(Natural-language object grounding data)

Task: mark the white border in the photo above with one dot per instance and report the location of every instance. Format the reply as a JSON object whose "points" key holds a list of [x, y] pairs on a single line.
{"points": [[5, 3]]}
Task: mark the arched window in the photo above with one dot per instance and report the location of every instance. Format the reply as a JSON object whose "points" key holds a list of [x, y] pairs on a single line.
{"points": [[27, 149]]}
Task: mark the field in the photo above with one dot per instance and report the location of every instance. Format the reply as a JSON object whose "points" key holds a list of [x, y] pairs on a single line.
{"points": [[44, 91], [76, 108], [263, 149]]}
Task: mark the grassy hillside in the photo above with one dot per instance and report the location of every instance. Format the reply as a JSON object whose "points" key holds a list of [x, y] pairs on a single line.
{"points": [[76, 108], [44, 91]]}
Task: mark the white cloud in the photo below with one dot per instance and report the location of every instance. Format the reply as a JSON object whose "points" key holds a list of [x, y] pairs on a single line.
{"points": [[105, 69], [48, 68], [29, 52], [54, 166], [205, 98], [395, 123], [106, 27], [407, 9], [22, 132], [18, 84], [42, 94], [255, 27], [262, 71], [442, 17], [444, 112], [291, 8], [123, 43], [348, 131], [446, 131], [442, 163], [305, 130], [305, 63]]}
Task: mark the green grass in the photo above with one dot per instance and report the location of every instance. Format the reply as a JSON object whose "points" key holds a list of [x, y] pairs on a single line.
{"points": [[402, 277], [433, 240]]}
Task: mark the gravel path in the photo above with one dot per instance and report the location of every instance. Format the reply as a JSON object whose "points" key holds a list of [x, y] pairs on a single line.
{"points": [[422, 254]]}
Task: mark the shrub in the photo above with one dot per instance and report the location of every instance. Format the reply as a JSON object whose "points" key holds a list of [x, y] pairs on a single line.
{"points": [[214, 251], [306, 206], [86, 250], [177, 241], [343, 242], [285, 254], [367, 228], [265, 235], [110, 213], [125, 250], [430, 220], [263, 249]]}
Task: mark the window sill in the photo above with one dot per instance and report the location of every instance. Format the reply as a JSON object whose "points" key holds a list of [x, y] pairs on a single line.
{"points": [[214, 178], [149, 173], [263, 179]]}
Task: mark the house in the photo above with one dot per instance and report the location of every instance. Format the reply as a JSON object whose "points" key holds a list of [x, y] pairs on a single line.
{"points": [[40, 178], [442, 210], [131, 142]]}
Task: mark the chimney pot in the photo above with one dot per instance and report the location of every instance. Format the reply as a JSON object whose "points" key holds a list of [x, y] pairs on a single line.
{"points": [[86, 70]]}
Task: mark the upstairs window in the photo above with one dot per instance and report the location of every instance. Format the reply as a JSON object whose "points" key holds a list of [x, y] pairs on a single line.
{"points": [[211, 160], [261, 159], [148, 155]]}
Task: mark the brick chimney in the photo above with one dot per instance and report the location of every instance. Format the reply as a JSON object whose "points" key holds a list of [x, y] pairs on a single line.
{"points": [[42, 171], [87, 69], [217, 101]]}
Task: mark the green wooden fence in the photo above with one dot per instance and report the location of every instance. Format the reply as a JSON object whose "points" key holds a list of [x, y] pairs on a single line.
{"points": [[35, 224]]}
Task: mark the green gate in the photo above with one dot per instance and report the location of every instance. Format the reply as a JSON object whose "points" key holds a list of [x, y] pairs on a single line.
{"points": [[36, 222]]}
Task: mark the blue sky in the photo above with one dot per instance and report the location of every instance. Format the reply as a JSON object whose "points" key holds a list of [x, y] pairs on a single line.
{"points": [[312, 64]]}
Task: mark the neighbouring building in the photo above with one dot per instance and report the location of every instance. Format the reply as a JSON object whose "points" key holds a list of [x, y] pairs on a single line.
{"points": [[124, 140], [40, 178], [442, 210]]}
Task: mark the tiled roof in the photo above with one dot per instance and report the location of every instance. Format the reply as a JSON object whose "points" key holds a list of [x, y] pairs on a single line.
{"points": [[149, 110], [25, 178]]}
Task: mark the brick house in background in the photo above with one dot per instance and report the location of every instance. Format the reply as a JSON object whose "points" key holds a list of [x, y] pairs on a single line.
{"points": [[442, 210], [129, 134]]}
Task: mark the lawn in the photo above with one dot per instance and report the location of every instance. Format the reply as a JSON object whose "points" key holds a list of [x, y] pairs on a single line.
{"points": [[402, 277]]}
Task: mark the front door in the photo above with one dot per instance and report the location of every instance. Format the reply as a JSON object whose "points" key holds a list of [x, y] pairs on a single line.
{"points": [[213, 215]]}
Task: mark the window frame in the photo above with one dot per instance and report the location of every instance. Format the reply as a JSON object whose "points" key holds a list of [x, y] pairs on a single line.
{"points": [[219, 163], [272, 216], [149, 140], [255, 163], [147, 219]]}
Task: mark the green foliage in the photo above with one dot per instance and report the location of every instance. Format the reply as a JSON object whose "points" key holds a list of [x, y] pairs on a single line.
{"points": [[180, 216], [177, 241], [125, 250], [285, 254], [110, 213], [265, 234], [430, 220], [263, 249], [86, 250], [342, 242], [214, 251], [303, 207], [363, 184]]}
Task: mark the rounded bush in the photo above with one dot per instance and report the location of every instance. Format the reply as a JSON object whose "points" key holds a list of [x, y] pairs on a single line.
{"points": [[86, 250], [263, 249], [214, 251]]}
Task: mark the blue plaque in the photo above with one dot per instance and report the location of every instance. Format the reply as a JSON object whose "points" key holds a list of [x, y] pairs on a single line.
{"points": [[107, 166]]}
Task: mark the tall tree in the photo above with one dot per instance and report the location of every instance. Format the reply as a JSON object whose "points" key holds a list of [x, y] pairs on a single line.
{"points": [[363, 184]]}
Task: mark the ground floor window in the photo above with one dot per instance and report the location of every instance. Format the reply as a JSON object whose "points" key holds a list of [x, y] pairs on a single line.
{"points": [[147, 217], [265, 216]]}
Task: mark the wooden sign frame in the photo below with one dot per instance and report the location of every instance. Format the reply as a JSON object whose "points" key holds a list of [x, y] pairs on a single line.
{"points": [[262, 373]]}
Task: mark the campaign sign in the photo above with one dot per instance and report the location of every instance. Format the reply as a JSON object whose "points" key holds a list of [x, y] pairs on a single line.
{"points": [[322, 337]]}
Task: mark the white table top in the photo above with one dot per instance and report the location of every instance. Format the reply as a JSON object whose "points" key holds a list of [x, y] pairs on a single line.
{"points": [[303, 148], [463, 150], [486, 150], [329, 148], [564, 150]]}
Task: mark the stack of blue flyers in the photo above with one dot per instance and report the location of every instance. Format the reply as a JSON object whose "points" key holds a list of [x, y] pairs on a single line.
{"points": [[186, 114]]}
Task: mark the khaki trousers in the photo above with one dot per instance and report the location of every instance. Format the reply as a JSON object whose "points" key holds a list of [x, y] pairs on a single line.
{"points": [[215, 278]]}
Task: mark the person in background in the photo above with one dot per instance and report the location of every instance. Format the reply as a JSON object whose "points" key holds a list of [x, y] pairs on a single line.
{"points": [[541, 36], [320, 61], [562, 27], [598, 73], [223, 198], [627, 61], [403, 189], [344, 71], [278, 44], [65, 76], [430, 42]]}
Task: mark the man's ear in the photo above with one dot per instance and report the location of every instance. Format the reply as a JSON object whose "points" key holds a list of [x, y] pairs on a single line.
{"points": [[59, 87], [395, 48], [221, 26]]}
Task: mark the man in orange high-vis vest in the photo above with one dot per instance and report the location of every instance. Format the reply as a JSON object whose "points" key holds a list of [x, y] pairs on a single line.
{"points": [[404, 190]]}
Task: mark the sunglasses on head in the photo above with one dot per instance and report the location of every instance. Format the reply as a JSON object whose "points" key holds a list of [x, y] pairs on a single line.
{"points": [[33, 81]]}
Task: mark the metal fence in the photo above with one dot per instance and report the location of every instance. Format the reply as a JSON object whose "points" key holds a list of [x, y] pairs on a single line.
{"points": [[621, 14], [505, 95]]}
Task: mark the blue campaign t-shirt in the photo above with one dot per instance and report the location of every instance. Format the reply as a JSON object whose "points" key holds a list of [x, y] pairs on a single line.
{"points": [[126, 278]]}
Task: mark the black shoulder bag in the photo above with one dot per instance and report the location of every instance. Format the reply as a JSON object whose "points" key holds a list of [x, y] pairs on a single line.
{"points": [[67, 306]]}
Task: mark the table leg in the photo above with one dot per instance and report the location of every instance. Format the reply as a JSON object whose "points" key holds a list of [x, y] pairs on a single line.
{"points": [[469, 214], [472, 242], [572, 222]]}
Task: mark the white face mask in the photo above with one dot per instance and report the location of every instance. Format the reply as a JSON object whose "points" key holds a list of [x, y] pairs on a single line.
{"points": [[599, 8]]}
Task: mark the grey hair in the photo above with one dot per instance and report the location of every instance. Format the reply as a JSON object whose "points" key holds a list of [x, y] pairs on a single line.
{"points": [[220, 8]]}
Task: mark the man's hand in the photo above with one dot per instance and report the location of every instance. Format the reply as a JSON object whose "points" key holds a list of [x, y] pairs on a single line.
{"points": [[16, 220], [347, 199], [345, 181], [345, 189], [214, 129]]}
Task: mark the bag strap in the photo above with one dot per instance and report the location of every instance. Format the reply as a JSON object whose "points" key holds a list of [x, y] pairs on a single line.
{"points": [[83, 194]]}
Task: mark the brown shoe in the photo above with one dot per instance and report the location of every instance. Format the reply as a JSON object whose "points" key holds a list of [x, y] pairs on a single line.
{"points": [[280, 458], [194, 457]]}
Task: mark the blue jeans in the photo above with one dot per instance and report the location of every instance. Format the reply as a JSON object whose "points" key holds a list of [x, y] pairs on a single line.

Aim of the task:
Set down only the line containing "Task: mark the bag" and the lines after it through the end, exactly as they appear above.

Answer to this problem:
Task: mark the bag strap in the photo above with one dot per instance and report the location of every instance. Format the reply as a JSON object whose "points" key holds a list of [x, y] pairs on a single line.
{"points": [[83, 194]]}
Task: mark the brown shoe in the photo above with one dot per instance and report the location of every instance. Format the reply as a JSON object whose "points" key holds a list of [x, y] pairs on a single line.
{"points": [[280, 458], [194, 457]]}
Task: mark the blue jeans in the photo above with one dot per instance and report the location of every instance. Format the reply as a JSON object whose "points" key holds a list of [x, y] pairs on a single line.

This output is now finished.